Walks that cannot hit the boundary

I've casually proved, as application of some ideas that I am developing, a result that might be of interest in itself. I am completely new in this field and then I would like to ask your help to understand: 1) might it be of interest? 2) Is it trivial, in the sense that it can be proved directly? 3) is it well-known?

Let me fix a planar and regular setting, even if I could state the result in more general settings: let $n\geq1$ be a fixed integer and $P=[-n,n]^2\subseteq\mathbb Z^2$. Let me fix the following notation: given $(x,y)\in P$, I will denote by $A(x,y)$ the set formed by the following at most five points: $(x-1,y),(x,y),(x+1,y),(x,y-1),(x,y+1)$, where at most means that if one of those points does not belong to $P$, then I will not consider it.

Now, the situation is the following: for any point $p\in P$, let $\gamma_p$ a walk starting on $p$ and ending on $p^+$. I suppose that: if a walk hits the boundary, then it ends. In particular, if $p\in\partial P$, then $p^+=p$.

(Contour annotation records)
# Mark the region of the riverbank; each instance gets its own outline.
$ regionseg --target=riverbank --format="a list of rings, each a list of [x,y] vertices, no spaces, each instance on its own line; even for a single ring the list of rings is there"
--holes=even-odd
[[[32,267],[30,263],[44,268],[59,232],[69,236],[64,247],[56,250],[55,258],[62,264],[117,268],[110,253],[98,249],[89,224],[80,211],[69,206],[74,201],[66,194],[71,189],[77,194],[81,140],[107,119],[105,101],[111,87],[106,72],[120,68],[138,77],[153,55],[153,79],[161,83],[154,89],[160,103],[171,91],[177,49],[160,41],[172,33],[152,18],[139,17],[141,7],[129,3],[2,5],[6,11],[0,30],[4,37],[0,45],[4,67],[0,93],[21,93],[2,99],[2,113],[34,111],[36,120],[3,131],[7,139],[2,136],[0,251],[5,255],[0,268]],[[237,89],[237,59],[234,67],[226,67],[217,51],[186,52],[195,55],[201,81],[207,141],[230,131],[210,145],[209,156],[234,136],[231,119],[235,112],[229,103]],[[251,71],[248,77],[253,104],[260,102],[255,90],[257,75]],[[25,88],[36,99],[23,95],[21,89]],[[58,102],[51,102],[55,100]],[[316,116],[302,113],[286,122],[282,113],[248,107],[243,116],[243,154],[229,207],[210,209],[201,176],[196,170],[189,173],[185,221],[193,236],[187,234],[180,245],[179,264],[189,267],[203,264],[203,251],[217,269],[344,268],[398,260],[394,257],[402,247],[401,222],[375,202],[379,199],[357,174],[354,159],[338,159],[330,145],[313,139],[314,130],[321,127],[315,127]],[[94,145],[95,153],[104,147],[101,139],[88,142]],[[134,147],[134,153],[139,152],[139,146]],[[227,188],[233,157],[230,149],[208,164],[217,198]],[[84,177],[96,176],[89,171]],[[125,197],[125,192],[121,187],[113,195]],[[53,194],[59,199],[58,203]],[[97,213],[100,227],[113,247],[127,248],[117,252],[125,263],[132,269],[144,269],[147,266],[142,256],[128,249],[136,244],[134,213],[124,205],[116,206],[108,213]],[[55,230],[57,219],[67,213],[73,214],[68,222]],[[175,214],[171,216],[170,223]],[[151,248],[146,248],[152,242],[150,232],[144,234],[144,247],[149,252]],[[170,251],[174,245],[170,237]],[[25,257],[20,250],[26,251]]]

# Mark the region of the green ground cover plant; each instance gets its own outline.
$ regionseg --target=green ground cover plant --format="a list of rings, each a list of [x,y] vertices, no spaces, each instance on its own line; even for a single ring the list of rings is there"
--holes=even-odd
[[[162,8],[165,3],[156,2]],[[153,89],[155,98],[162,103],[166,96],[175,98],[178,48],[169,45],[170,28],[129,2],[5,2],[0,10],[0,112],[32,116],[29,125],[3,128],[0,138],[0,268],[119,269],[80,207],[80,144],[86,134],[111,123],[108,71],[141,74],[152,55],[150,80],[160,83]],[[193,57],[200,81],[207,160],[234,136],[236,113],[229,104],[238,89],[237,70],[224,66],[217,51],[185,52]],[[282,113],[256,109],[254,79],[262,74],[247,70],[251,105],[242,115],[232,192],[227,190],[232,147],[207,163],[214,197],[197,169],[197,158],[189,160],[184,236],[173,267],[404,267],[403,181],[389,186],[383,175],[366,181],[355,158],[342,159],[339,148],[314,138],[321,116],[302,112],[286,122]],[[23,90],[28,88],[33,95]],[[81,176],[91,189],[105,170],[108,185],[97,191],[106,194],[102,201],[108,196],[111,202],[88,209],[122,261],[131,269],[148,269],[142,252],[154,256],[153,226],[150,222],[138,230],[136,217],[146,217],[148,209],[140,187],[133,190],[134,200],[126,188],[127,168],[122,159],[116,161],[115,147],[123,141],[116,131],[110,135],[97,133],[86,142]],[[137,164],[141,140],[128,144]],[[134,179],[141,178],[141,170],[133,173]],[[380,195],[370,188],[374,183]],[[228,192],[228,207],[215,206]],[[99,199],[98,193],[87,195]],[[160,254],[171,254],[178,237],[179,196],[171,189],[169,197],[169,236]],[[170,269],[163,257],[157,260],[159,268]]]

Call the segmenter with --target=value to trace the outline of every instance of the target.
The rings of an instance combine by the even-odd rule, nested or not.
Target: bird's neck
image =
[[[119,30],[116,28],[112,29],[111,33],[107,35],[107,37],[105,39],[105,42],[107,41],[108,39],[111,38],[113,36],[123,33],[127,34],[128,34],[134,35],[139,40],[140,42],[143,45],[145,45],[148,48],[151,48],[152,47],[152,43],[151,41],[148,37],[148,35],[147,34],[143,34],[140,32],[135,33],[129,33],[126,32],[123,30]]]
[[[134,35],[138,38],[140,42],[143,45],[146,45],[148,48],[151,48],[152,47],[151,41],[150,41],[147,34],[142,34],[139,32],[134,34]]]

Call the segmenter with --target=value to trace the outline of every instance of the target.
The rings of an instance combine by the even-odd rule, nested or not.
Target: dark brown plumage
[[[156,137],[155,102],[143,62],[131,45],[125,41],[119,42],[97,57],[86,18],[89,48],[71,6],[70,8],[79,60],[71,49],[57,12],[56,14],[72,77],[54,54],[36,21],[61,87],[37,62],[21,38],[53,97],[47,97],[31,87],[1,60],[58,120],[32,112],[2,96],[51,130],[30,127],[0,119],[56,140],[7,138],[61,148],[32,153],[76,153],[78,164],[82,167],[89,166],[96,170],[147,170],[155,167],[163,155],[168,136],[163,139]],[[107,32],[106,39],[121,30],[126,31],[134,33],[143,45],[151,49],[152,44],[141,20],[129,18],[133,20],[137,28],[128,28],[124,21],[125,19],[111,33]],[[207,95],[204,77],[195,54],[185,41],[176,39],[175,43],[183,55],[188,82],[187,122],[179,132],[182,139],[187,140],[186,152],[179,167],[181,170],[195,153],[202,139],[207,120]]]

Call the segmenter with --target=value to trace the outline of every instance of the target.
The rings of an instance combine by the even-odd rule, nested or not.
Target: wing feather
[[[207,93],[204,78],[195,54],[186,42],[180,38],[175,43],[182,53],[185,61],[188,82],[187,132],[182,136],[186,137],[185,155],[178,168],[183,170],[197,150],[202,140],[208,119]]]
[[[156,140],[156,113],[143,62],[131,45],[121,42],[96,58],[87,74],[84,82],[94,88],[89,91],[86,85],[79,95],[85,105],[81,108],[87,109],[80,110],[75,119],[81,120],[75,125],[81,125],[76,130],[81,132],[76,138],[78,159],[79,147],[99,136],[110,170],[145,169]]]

◆ Exercise requirements
#1 Answer these from the post on walks that cannot hit the boundary:
(a) What three things does the author ask for help understanding about the result?
(b) How is the set P defined?
(c) If a point p lies on the boundary of P, what is p⁺?
#2 Using the post on walks that cannot hit the boundary, say whether each statement agrees with it, and quote the words that decide it:
(a) The author has long experience in this field.
(b) The set A(x, y) always holds exactly five points.
(c) A walk that hits the boundary ends there.

◆ Solutions in order
#1
(a) Whether the result might be of interest, whether it is trivial in the sense that it can be proved directly, and whether it is well-known.
(b) P = [−n, n]², a subset of ℤ², where n ≥ 1 is a fixed integer.
(c) p⁺ = p.

#2
(a) No: "I am completely new in this field"
(b) No: "at most five points"
(c) Yes: "if a walk hits the boundary, then it ends"